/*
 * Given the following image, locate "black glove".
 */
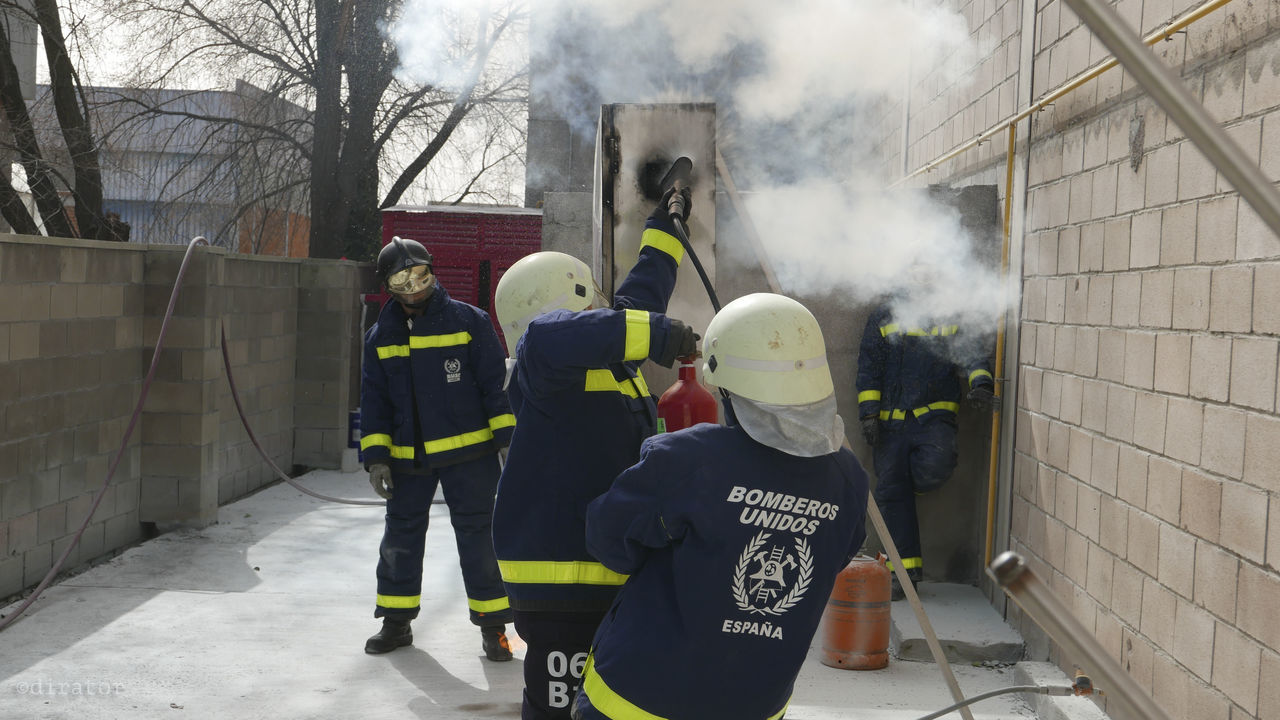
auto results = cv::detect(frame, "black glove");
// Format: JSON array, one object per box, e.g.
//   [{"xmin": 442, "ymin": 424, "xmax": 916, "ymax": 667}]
◇ ◇ ◇ ◇ ◇
What you have to do.
Pictures are to be omitted; set down the rest of the entries exactly as given.

Problem solution.
/*
 * Given the following image, locate "black glove".
 */
auto results = cv::detect(frame, "black glove");
// Format: JSON array, one object per box, e.g.
//   [{"xmin": 442, "ymin": 424, "xmax": 916, "ymax": 667}]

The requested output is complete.